● **確認用の文章**:
さて、時期は春。山頂の雪が解け始めると山頂にコノシロ池と呼ばれる池が出現する。
伝説ではこの池にコノシロ(鮗・鰶)という近海魚が住んでいるという。木ノ花咲耶姫と縁談を望みたい乱暴者の風神を遠ざけるため、この池のコノシロを従者に取りに行かせた。そしてその魚を焼き、姫の葬式に思わせ風神は泣きながら去っていったという。
・「幻の滝」
富士山中腹の沢と呼ばれる木の無い溶岩の通り道がある。この沢は、富士山を引っかいたように谷で形成されている。遠目に見たとき富士山の雪の形がギザギザしている部分の下まで伸びているところだ。その溶岩の殺風景な場所に突如として滝が現れる。富士山の雪解け水が地下に潜りきれずに出現し、沢の崖の部分で滝となってあふれる。時期になれば沢の数箇所で出現するが、その日の気温との関係でナカナカ見ることができない。
・「幻の湖」
精進湖近くに赤池と呼ばれる場所がある。ここに富士五湖の水位が上昇したときだけ湖が出現する。この赤池は出現すると地元でも報道され、一度出現すると数日は存在するので見られる確立は高い。

● **元の資料**:
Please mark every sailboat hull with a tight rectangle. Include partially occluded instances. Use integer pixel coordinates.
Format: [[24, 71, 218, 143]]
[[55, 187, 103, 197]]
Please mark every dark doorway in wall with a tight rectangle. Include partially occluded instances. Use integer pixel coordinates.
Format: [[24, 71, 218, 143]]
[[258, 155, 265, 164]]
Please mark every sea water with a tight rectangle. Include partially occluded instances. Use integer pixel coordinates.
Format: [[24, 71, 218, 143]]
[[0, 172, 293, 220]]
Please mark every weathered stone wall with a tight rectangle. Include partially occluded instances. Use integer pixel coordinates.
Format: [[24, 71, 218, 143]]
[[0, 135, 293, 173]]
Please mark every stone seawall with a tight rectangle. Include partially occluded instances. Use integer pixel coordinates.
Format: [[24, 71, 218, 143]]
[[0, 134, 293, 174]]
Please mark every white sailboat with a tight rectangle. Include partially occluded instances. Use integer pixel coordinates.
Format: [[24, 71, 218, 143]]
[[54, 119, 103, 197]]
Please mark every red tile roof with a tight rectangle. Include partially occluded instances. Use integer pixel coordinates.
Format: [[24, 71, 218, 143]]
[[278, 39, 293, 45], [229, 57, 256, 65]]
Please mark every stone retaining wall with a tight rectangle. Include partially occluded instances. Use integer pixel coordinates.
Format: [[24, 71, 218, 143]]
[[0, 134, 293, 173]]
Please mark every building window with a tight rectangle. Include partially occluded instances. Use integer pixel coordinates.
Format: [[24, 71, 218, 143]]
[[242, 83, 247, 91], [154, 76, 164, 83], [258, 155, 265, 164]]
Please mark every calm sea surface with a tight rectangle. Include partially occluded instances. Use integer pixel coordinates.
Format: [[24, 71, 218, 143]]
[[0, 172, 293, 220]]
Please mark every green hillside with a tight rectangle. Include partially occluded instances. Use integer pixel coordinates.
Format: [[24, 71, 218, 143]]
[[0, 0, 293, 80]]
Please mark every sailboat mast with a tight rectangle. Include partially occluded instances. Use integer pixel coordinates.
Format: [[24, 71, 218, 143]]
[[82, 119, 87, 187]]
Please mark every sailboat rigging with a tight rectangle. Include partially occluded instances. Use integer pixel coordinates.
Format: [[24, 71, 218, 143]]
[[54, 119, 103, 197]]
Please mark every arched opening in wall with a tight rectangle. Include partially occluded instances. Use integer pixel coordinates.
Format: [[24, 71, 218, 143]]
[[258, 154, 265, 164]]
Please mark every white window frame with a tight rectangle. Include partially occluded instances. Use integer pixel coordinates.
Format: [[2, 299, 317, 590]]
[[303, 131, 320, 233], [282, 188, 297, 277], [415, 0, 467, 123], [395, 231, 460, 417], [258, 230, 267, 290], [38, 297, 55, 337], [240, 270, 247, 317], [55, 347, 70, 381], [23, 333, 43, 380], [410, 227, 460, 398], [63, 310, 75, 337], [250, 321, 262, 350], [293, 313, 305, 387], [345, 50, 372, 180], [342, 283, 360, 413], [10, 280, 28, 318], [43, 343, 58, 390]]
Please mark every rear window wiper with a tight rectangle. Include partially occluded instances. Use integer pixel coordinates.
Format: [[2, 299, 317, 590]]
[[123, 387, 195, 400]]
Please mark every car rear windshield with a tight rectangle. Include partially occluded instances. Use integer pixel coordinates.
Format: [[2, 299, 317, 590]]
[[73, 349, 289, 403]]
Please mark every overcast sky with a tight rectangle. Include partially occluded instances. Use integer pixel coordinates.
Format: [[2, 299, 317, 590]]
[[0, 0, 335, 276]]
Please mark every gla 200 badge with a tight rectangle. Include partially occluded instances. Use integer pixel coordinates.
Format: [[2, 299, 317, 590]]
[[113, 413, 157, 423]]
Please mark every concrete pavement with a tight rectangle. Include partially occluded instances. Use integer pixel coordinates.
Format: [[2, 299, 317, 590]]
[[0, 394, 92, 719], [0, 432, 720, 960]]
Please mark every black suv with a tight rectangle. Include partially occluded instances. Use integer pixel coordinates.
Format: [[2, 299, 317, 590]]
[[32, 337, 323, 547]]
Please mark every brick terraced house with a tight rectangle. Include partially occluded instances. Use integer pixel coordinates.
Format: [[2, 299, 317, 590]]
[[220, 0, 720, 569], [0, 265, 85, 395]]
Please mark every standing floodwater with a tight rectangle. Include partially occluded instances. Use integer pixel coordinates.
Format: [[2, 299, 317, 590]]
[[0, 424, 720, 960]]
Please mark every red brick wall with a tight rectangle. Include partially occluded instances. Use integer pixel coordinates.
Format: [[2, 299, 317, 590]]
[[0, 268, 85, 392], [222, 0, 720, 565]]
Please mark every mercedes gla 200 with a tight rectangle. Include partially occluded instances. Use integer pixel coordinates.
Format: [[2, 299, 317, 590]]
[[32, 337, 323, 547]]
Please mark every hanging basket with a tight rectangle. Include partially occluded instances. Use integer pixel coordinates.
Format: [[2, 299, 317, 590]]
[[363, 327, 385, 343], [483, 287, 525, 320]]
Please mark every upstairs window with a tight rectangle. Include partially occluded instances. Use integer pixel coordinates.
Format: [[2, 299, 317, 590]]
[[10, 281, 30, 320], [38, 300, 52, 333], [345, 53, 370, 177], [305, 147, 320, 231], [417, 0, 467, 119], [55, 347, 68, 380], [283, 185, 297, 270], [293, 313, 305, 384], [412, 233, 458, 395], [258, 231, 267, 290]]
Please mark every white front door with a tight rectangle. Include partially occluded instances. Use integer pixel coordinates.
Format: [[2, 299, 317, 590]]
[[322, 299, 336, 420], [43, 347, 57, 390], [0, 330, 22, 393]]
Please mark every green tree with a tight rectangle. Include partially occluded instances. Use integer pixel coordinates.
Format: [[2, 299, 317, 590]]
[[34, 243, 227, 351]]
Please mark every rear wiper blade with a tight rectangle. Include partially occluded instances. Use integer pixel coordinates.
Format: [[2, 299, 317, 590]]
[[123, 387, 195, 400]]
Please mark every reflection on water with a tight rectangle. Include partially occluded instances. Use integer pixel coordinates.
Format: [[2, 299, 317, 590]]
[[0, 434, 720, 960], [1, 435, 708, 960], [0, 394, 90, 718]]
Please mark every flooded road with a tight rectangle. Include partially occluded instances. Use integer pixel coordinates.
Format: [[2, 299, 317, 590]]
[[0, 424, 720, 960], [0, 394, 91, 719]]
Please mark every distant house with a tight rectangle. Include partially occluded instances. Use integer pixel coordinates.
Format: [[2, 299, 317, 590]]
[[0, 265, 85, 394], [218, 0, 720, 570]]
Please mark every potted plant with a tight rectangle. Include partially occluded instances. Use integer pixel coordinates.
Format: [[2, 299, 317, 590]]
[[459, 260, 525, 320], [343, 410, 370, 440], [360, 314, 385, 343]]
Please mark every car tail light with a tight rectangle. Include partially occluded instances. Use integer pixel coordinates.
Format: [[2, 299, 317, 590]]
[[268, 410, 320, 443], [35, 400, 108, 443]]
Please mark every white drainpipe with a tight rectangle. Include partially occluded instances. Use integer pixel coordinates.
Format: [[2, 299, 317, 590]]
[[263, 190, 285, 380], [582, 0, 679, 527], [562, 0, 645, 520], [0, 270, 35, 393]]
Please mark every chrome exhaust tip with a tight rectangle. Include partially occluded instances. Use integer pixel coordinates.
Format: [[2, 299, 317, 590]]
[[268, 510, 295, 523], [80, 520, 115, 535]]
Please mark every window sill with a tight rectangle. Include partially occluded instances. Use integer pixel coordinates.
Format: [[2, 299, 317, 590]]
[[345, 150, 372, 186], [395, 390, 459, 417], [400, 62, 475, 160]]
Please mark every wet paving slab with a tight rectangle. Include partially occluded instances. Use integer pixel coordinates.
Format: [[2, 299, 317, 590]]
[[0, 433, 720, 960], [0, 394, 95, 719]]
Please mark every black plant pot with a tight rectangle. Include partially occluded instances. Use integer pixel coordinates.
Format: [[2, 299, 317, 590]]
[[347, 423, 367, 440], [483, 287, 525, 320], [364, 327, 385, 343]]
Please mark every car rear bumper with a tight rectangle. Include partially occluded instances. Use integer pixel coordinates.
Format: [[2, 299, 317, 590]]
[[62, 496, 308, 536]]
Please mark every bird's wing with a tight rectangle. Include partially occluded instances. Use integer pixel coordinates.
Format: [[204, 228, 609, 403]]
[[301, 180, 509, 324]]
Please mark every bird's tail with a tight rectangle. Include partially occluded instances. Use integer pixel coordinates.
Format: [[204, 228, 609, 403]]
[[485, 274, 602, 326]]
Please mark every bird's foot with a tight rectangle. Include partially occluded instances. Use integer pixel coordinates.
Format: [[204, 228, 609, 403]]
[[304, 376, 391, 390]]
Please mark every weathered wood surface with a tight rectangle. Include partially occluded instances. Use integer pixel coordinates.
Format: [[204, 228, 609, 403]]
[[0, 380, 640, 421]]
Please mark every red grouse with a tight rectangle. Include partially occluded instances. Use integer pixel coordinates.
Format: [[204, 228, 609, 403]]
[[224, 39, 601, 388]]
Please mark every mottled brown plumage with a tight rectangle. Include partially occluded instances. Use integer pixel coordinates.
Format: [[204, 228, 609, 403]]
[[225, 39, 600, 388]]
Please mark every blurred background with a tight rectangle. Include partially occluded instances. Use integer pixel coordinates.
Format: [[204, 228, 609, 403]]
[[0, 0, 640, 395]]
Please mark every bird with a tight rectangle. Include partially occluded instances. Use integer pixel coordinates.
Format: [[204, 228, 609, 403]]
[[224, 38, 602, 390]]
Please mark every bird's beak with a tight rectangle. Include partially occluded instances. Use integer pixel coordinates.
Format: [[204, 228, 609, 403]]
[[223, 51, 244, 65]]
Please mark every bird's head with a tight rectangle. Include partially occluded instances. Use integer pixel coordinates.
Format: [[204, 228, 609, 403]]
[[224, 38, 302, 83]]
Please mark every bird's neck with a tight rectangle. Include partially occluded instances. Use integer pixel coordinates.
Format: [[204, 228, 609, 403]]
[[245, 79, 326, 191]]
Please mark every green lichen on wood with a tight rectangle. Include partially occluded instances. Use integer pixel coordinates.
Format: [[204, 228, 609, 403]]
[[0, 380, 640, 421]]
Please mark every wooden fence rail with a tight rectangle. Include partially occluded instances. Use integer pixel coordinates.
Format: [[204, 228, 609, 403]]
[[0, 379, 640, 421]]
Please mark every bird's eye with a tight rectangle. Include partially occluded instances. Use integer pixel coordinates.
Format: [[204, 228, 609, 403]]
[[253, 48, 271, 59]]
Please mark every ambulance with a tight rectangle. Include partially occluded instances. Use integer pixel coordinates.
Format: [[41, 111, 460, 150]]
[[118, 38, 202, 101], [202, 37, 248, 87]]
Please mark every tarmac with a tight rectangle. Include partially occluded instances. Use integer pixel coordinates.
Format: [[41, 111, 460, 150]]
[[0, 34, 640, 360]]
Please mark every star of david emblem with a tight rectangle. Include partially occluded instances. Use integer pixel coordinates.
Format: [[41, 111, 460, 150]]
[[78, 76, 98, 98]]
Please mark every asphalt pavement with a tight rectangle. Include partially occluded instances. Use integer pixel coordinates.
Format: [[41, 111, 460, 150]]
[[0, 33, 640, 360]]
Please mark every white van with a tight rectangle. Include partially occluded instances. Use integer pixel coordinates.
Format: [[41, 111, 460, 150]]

● **問題の内容**:
富士山の文章で、「伝説ではこの池にコノシロ(鮗」を含む言葉から始まり「するので見られる確立は高い。」で終わる部分を、「赤池」を「青池」に入れ替えて書き直してください。

● **解答結果**:
伝説ではこの池にコノシロ(鮗・鰶)という近海魚が住んでいるという。木ノ花咲耶姫と縁談を望みたい乱暴者の風神を遠ざけるため、この池のコノシロを従者に取りに行かせた。そしてその魚を焼き、姫の葬式に思わせ風神は泣きながら去っていったという。
・「幻の滝」
富士山中腹の沢と呼ばれる木の無い溶岩の通り道がある。この沢は、富士山を引っかいたように谷で形成されている。遠目に見たとき富士山の雪の形がギザギザしている部分の下まで伸びているところだ。その溶岩の殺風景な場所に突如として滝が現れる。富士山の雪解け水が地下に潜りきれずに出現し、沢の崖の部分で滝となってあふれる。時期になれば沢の数箇所で出現するが、その日の気温との関係でナカナカ見ることができない。
・「幻の湖」
精進湖近くに青池と呼ばれる場所がある。ここに富士五湖の水位が上昇したときだけ湖が出現する。この青池は出現すると地元でも報道され、一度出現すると数日は存在するので見られる確立は高い。